◆ **Work required**
If a line of the data below holds the string "tent", copy it.

◆ **Material supplied**
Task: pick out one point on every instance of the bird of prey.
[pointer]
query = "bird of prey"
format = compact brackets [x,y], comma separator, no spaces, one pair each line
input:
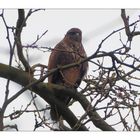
[69,50]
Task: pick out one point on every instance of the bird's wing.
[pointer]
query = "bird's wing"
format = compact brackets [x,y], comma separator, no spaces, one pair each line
[61,56]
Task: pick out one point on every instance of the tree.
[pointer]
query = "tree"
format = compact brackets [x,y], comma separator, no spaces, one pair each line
[110,92]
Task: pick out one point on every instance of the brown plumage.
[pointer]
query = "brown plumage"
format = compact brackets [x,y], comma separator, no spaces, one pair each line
[69,50]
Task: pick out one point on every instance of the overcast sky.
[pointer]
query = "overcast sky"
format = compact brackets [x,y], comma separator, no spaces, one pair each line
[95,24]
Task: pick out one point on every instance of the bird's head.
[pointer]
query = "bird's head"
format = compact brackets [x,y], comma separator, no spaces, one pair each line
[74,34]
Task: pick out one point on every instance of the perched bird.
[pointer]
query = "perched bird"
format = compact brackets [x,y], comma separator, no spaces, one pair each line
[69,50]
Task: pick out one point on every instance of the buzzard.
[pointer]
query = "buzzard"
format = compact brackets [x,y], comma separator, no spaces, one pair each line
[69,50]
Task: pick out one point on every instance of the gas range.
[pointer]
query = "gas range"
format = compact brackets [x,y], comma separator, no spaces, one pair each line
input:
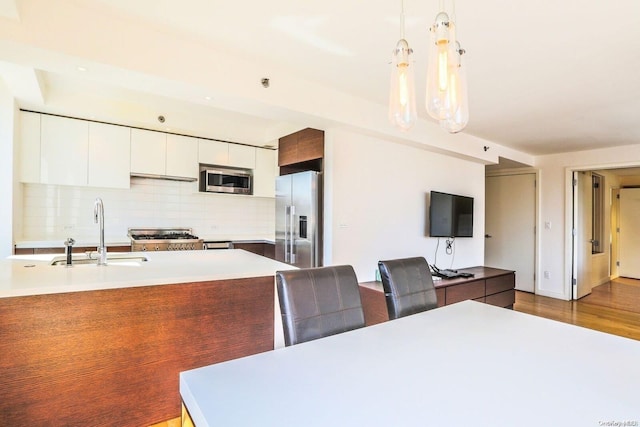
[164,239]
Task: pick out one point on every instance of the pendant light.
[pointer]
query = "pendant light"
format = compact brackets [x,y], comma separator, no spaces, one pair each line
[446,81]
[402,102]
[459,116]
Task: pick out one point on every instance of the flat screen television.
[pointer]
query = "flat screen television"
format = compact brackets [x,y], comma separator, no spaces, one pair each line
[450,215]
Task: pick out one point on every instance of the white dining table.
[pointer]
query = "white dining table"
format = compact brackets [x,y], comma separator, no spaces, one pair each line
[466,364]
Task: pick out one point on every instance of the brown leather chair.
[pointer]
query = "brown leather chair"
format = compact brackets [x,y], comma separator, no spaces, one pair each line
[318,302]
[408,286]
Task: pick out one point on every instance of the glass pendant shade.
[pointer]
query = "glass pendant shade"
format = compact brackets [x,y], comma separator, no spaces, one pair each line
[458,102]
[402,102]
[442,58]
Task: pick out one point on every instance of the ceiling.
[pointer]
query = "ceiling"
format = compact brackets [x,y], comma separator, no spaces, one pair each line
[544,77]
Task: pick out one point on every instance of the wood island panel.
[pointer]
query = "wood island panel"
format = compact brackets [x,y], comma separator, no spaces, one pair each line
[113,357]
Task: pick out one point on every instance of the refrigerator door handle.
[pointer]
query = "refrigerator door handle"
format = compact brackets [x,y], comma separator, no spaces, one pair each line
[286,243]
[292,255]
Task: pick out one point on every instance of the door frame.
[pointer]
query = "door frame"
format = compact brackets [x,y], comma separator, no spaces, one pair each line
[536,239]
[568,225]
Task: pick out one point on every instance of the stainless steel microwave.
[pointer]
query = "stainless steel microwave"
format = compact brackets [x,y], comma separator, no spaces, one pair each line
[223,180]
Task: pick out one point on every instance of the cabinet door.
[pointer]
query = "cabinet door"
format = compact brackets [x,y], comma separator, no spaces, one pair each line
[242,156]
[109,156]
[288,150]
[264,175]
[148,152]
[310,145]
[29,147]
[182,156]
[213,152]
[65,150]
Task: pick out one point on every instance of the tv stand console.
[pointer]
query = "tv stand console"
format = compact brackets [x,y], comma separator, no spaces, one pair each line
[489,285]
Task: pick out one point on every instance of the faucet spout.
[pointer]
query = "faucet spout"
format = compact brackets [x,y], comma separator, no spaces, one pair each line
[98,218]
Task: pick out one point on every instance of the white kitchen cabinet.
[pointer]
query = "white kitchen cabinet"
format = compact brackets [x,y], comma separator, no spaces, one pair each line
[182,156]
[264,175]
[109,156]
[29,147]
[242,156]
[226,154]
[213,152]
[64,145]
[148,152]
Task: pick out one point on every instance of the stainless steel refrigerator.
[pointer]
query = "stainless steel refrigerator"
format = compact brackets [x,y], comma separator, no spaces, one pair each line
[299,219]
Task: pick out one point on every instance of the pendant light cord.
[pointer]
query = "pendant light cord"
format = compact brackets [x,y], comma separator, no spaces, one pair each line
[402,19]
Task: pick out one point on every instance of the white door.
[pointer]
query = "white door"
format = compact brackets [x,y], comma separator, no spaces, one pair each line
[510,221]
[582,245]
[630,232]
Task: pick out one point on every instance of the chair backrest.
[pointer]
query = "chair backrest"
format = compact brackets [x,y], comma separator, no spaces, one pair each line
[318,302]
[408,286]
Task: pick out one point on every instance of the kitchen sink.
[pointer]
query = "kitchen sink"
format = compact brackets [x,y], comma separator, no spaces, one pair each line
[117,259]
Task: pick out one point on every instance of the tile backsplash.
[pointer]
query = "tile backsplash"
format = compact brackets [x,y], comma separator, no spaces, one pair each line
[55,212]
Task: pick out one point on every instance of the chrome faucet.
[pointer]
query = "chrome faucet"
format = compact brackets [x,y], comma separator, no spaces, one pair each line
[68,248]
[98,218]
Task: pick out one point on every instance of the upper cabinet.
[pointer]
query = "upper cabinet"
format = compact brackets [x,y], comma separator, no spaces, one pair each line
[148,152]
[163,155]
[109,156]
[242,156]
[65,151]
[226,154]
[30,125]
[182,156]
[64,145]
[304,146]
[213,152]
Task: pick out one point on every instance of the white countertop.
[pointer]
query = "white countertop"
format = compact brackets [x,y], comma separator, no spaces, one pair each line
[22,275]
[125,241]
[466,364]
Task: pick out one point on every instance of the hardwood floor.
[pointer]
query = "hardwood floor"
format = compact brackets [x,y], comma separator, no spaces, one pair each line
[613,307]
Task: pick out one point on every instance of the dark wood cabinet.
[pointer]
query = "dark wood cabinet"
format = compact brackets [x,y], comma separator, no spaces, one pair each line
[489,285]
[300,147]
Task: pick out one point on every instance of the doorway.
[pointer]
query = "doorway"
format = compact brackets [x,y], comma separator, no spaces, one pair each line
[593,266]
[510,225]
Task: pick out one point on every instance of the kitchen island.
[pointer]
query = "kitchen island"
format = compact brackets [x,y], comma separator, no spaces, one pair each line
[91,345]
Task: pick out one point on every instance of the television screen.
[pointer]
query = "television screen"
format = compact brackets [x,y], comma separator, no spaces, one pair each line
[450,215]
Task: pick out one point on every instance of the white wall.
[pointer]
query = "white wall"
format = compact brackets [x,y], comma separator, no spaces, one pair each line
[376,206]
[555,207]
[7,202]
[55,212]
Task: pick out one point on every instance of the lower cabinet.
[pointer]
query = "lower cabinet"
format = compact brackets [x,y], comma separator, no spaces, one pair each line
[489,285]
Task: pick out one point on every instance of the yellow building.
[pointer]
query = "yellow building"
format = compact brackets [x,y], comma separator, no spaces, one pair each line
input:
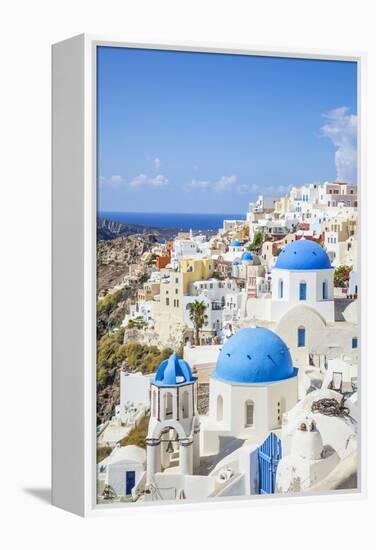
[169,315]
[148,291]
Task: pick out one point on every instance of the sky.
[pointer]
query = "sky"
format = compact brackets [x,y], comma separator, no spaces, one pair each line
[196,132]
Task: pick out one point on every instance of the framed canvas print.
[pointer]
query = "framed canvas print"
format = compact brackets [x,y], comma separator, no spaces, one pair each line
[207,275]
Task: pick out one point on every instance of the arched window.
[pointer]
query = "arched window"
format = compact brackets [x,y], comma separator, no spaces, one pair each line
[249,410]
[302,290]
[219,408]
[167,400]
[280,288]
[185,405]
[325,290]
[155,397]
[301,337]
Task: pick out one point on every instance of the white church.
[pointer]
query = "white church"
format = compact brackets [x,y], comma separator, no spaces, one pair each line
[260,435]
[301,308]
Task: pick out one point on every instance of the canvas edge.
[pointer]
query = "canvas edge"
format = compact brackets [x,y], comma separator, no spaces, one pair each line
[88,459]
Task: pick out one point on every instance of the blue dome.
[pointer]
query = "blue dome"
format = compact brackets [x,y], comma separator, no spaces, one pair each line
[173,371]
[254,356]
[303,254]
[247,256]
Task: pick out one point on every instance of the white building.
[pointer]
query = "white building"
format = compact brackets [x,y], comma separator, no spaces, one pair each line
[301,276]
[174,424]
[253,384]
[122,470]
[319,451]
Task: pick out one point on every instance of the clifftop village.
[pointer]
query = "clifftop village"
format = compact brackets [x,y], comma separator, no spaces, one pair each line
[258,392]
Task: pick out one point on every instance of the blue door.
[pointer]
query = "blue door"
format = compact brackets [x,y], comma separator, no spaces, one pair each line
[130,481]
[269,454]
[303,291]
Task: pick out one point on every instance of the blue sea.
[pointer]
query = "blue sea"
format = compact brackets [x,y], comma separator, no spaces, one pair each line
[179,221]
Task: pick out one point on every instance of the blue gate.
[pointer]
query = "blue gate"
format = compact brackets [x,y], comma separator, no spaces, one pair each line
[130,481]
[269,454]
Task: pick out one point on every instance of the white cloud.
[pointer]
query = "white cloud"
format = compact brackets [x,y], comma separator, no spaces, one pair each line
[143,180]
[341,129]
[200,185]
[157,164]
[225,183]
[112,181]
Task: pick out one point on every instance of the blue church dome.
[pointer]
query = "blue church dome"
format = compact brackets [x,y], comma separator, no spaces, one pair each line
[247,256]
[254,356]
[173,371]
[304,255]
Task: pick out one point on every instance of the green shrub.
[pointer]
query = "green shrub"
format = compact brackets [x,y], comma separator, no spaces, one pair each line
[137,436]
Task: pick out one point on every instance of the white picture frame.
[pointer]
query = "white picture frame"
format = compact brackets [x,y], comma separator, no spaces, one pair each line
[74,267]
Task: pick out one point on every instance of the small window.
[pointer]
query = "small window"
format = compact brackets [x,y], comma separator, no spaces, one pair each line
[249,409]
[325,290]
[280,288]
[219,408]
[302,291]
[301,337]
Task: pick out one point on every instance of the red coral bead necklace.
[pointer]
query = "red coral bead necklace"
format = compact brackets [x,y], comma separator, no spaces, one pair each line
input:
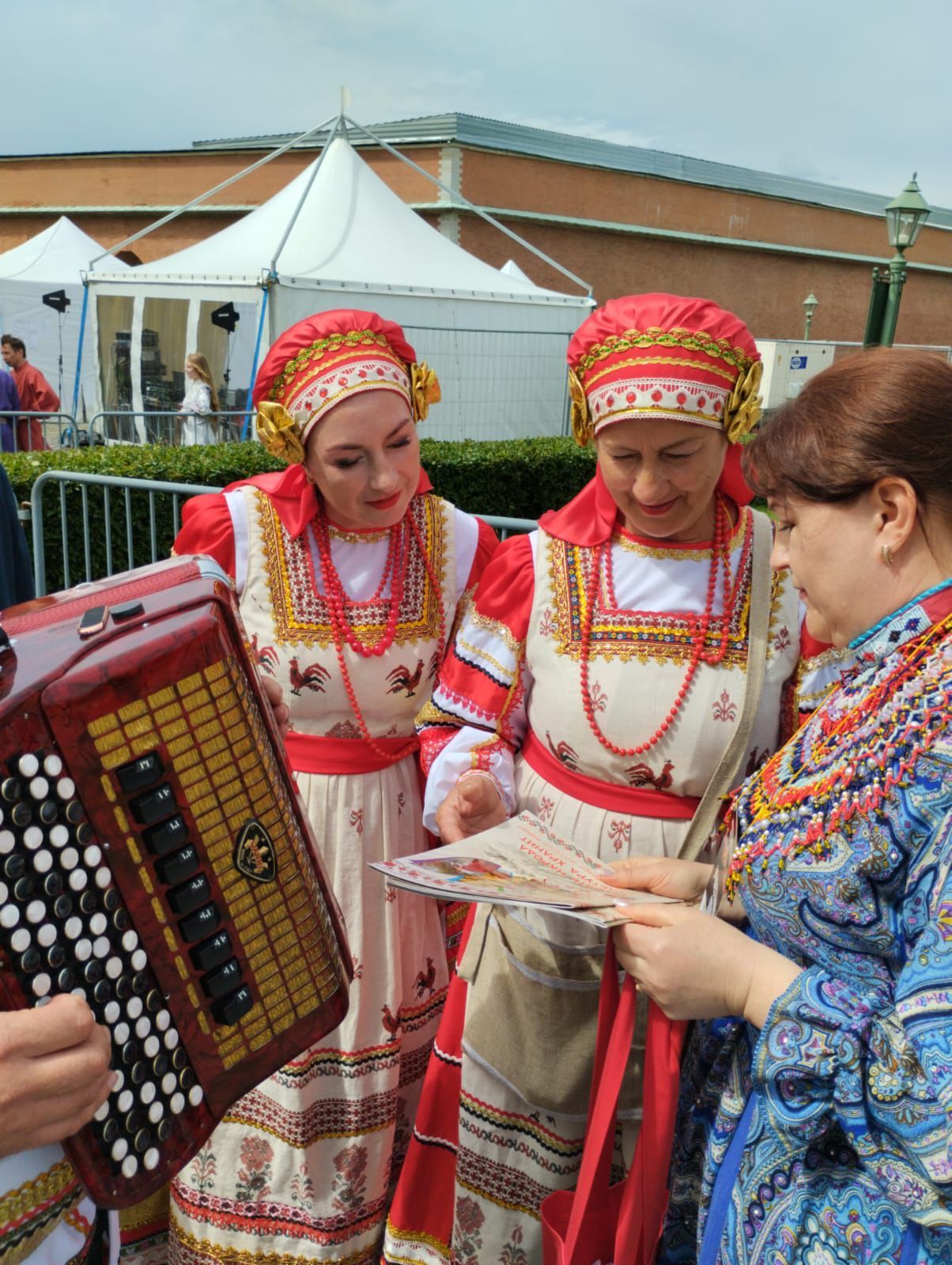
[720,557]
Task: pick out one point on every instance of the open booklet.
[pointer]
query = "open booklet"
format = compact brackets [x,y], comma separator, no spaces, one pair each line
[520,862]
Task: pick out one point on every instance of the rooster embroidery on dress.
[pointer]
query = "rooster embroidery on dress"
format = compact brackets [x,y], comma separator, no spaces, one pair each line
[425,982]
[642,776]
[402,678]
[312,678]
[265,657]
[391,1022]
[564,753]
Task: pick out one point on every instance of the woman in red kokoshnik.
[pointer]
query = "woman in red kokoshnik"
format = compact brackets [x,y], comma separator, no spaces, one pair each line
[349,576]
[596,681]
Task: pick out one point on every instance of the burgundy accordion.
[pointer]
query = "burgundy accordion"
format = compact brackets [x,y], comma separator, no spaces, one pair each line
[156,860]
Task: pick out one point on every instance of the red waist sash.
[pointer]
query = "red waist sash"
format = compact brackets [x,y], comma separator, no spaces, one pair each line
[313,754]
[633,801]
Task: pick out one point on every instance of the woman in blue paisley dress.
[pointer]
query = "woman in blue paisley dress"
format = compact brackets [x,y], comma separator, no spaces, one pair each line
[815,1125]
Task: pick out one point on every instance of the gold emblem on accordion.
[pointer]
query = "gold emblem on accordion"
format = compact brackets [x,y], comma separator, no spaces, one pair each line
[255,853]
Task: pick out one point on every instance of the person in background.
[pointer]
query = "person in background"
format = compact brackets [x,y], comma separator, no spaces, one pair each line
[596,682]
[35,391]
[814,1125]
[200,398]
[9,402]
[349,576]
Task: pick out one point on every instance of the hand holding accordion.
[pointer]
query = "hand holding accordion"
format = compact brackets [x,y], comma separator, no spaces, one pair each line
[155,860]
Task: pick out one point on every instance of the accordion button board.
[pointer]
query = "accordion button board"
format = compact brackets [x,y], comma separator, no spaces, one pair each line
[155,860]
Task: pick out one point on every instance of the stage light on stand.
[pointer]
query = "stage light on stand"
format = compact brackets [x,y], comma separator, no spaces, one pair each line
[57,300]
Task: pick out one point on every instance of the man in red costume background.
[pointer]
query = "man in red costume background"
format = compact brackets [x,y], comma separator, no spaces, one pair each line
[35,391]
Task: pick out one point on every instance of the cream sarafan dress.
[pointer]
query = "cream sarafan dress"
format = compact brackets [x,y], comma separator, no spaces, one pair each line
[303,1167]
[503,1115]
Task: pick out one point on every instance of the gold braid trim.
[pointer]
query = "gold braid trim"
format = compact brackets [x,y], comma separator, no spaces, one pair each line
[57,1192]
[425,390]
[351,339]
[279,432]
[583,424]
[728,375]
[718,348]
[227,1254]
[742,411]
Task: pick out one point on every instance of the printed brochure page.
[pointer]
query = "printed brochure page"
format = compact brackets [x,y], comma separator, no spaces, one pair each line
[520,862]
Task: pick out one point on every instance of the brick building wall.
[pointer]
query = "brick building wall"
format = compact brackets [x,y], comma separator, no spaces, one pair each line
[618,231]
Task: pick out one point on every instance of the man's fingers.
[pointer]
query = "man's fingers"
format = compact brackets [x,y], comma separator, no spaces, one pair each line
[652,915]
[636,872]
[63,1024]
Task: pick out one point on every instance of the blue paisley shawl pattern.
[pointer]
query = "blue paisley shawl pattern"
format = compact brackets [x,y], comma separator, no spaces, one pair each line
[848,1157]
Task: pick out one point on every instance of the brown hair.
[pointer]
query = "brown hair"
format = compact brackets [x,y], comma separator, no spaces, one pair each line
[870,417]
[202,367]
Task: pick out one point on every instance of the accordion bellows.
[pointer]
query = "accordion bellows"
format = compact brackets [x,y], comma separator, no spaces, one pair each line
[155,859]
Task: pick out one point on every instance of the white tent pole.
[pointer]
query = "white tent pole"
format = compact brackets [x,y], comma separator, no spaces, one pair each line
[303,199]
[472,206]
[195,202]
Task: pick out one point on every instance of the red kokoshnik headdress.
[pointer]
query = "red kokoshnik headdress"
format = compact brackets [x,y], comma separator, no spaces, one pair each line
[657,356]
[326,360]
[661,356]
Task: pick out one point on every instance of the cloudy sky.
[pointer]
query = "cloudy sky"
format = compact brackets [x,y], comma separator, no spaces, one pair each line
[809,90]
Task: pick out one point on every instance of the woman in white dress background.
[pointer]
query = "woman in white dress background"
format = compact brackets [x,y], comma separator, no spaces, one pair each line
[200,400]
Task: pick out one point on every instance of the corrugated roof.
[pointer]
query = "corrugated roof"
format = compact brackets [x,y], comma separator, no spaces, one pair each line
[469,130]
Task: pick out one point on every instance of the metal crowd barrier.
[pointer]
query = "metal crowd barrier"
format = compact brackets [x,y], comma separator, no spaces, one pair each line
[61,423]
[139,518]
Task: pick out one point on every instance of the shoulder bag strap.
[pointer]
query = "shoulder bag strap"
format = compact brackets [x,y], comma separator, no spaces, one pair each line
[726,775]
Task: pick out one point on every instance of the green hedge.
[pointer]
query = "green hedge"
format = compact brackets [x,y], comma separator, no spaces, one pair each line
[513,478]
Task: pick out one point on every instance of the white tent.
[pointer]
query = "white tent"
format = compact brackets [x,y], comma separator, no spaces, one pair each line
[54,259]
[337,237]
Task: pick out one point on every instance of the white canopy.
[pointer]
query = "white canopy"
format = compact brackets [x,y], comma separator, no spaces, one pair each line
[338,237]
[54,259]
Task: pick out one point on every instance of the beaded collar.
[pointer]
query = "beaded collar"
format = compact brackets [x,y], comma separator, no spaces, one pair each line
[857,746]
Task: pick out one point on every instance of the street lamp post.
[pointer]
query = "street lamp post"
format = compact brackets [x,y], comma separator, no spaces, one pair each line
[810,305]
[905,217]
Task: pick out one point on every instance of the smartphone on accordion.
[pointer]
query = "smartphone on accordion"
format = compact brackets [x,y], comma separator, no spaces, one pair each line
[156,860]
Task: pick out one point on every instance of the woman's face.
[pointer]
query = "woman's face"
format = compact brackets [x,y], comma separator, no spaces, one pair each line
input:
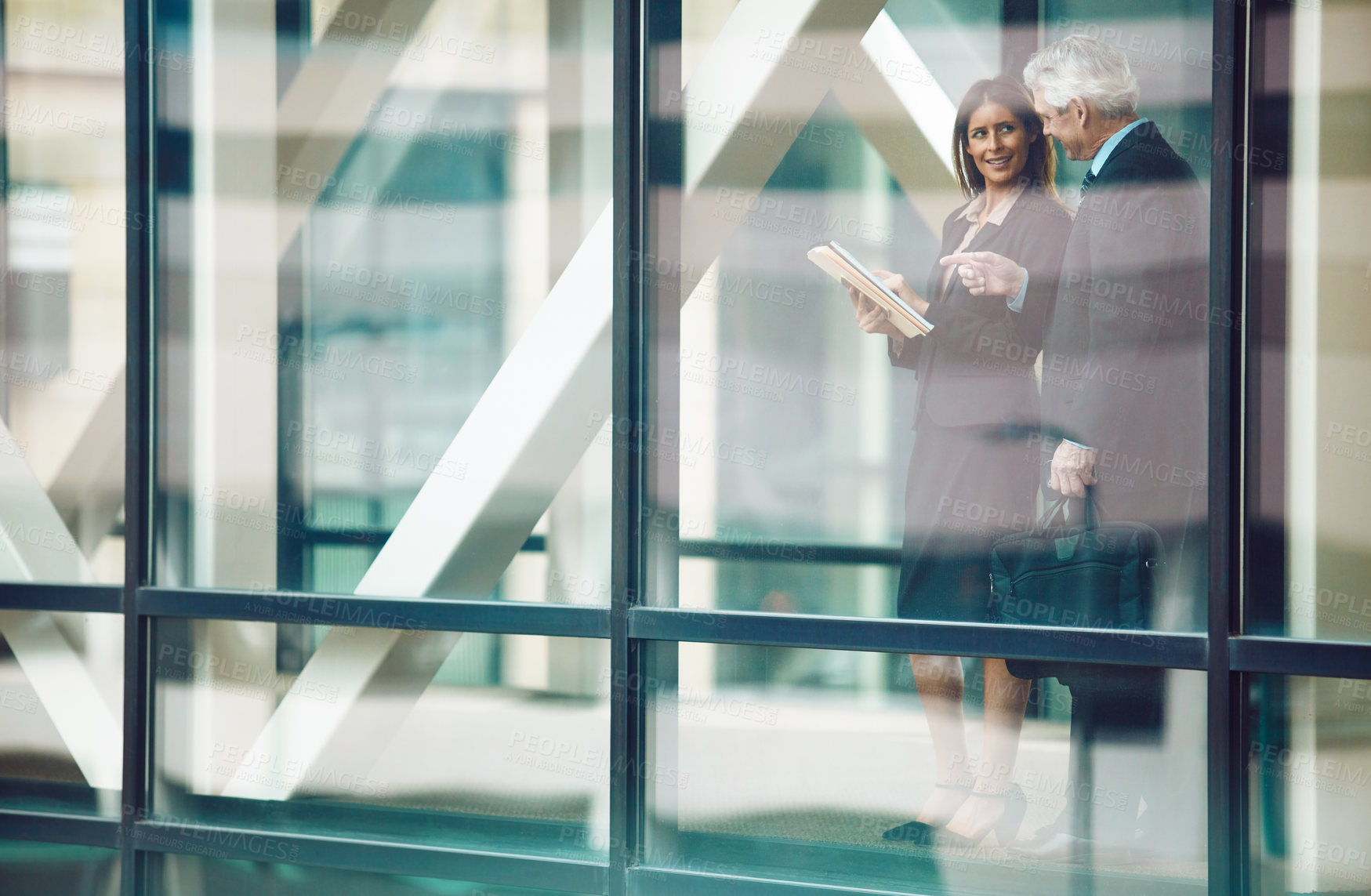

◆ **Response box**
Task: pick out one point on every instance of the white tent pole.
query = "white tent pole"
Task: pick out one point on every instance of the white tent.
query = "white tent"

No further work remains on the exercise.